▶ **Consigne écrite A**:
Selon l'extrait, pourquoi Adnan Menderes rétablit-il en 1950 les confréries, la prière publique et l'enseignement religieux à l'école ? Répondez en une à trois phrases.

▶ **Extrait**:
Néanmoins, en 1950, lorsque Adnan Menderes arrive au pouvoir, il rétablit les confréries, la prière publique et l’enseignement religieux à l’école. Il lâche la bride aux différents acteurs de l’islam, non ?
Exact. Mais c’est le résultat de son option libérale et de son calcul électoraliste, deux facteurs dont Kemal pouvait se passer grâce à son aura unique. Toutefois, en 1960, Menderes est victime du premier coup d’État militaire : il est exécuté l’année suivante au nom d’un kémalisme intégraliste. Le deuxième coup d’État, celui de 1971, est l’œuvre d’un kémalisme néoconservateur avant la lettre. Quant au troisième coup d’État, en 1980, il se veut clairement kémalo-islamiste ! Il y a donc un retour toujours plus conscient au fondement : l’identitarisme turco-sunnite.
Ne faut-il pas considérer cependant que Menderes opère une brèche cruciale en renversant le processus révolutionnaire kémaliste, conduit du haut vers le bas, au profit du soutien des masses émanant de la base vers le sommet ?
Oui et non. Au départ, Kemal a pour compagnon de route Saïd Nursî : ce soufi d’origine kurde, qui est à la fois un musulman moderniste et un nationaliste turc, pense également qu’il faut réformer le peuple avant l’État. Pour lui, la révolution doit venir de la multitude et avoir pour but la rénovation de l’islam. Les deux hommes se séparent et Nursî finit sa vie en exil. Les islamistes vont se réclamer de lui afin de légitimer leur stratégie de l’entrisme. Un des héritiers officiels de Saïd Nursî n’est autre que le célèbre Fethullah Gülen. Grâce à ses disciples infiltrés dans l’appareil d’État, le chef de la confrérie Hizmet aide Erdogan à conquérir le pouvoir avant que ce dernier se retourne contre lui. Au bout du compte, Kemal et Erdogan ressortent comme deux absolutistes à la tête de la même machine politico-religieuse.
En fait, ils correspondent aux désirs de la « base » des Turcs d’Anatolie qui veulent à la fois le progrès économique et le maintien de la tradition. Ils ressemblent aux premiers entrepreneurs protestants au moment de l’émergence du capitalisme : puritanisme moral, demande d’ordre, apologie du travail, valorisation de la famille. À l’entour des années 1960, ils ne réclament pas plus d’islam, mais un pouvoir fort, un homme providentiel, un chef capable d’assurer l’unité, la puissance, la conquête. Erdogan est bien le vrai successeur de Kemal.
Votre analyse de la permanence turque ne conduit-elle pas à une forme d’essentialisme ? La Turquie est-elle vraiment condamnée à osciller entre national-islamisme et islamo-nationalisme ?
Je combats l’essentialisme en histoire. Ce n’est pas moi, c’est la Turquie qui reste prisonnière du syndrome de l’enfermement et de la répétition, source de nombre des problèmes qu’elle connaît à l’intérieur et qu’elle cause à l’extérieur. Mon souhait est qu’elle s’en libère grâce à la qualité de ses élites intellectuelles ou artistiques, mais aussi aux vertus dont font montre les Turcs ordinaires. Pour autant, à ce jour, il y a continuité.

[Entrées de pointage d'objets nommés]
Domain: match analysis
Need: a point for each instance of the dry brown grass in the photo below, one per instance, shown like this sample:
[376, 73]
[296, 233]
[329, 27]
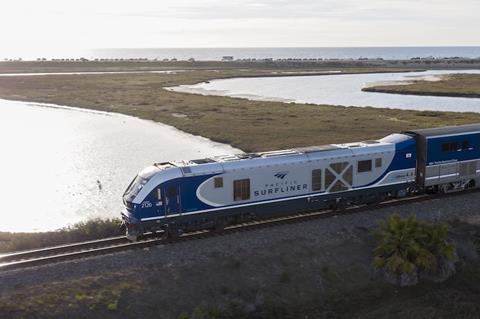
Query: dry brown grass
[464, 85]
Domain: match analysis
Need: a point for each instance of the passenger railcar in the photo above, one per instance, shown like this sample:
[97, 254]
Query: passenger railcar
[213, 192]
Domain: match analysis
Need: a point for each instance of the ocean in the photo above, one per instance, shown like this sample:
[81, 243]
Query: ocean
[215, 54]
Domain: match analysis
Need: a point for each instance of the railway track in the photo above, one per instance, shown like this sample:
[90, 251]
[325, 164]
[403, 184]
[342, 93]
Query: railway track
[56, 254]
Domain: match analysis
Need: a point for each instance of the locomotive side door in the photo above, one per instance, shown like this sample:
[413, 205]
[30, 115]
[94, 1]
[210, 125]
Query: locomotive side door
[172, 198]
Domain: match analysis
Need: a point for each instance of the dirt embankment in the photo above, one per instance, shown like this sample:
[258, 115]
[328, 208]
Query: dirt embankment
[316, 269]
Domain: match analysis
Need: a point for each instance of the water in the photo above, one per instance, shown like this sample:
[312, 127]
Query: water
[336, 90]
[215, 54]
[52, 158]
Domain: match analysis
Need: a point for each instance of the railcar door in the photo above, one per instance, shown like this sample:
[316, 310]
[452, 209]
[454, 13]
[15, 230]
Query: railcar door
[172, 198]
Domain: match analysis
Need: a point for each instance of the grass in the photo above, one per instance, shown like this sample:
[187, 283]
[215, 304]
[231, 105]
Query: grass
[84, 231]
[248, 125]
[456, 85]
[94, 296]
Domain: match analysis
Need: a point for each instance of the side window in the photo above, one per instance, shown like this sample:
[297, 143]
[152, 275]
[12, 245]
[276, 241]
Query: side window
[241, 189]
[158, 194]
[218, 182]
[450, 147]
[172, 191]
[364, 166]
[316, 180]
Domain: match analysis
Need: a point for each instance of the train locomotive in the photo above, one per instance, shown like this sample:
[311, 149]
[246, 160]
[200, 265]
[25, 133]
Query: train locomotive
[175, 197]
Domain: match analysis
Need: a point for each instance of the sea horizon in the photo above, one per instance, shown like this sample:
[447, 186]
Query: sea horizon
[217, 53]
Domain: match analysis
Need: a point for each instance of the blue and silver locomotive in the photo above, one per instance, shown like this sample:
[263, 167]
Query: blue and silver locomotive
[176, 197]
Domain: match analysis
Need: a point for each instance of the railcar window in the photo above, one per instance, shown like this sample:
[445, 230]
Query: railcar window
[339, 167]
[348, 175]
[364, 166]
[241, 189]
[449, 147]
[218, 182]
[316, 180]
[172, 191]
[158, 194]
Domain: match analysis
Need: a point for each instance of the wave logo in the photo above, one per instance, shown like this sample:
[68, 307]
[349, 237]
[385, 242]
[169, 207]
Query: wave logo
[281, 175]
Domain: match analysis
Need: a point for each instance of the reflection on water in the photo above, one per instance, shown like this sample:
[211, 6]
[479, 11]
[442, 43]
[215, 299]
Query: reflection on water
[52, 158]
[342, 89]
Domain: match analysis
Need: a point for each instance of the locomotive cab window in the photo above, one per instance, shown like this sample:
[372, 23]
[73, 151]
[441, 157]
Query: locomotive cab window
[316, 180]
[364, 166]
[241, 189]
[158, 194]
[172, 191]
[218, 182]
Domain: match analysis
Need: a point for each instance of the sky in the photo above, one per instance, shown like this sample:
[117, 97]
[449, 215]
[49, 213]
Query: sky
[63, 25]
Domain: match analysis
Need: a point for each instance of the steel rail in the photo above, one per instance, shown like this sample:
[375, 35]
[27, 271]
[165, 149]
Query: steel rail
[116, 244]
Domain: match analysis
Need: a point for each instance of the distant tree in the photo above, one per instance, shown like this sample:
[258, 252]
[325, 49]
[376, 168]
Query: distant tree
[407, 249]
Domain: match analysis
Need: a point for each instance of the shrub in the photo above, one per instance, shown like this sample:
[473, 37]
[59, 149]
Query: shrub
[407, 248]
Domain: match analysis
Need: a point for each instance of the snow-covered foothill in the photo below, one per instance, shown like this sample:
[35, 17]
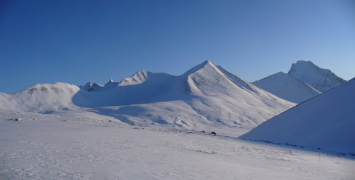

▶ **Consigne écrite B**:
Filtrez les enregistrements ci-dessus en recopiant chaque ligne qui contient la chaîne « embankment ».

▶ **Réponse complète A**:
Ce rétablissement découle de l'option libérale de Menderes et de son calcul électoraliste. Kemal, lui, pouvait se passer de ces deux facteurs grâce à son aura unique.

▶ **Réponse complète B**:
Need: a point for each instance of the dirt embankment in the photo above, one per instance, shown like this sample:
Query: dirt embankment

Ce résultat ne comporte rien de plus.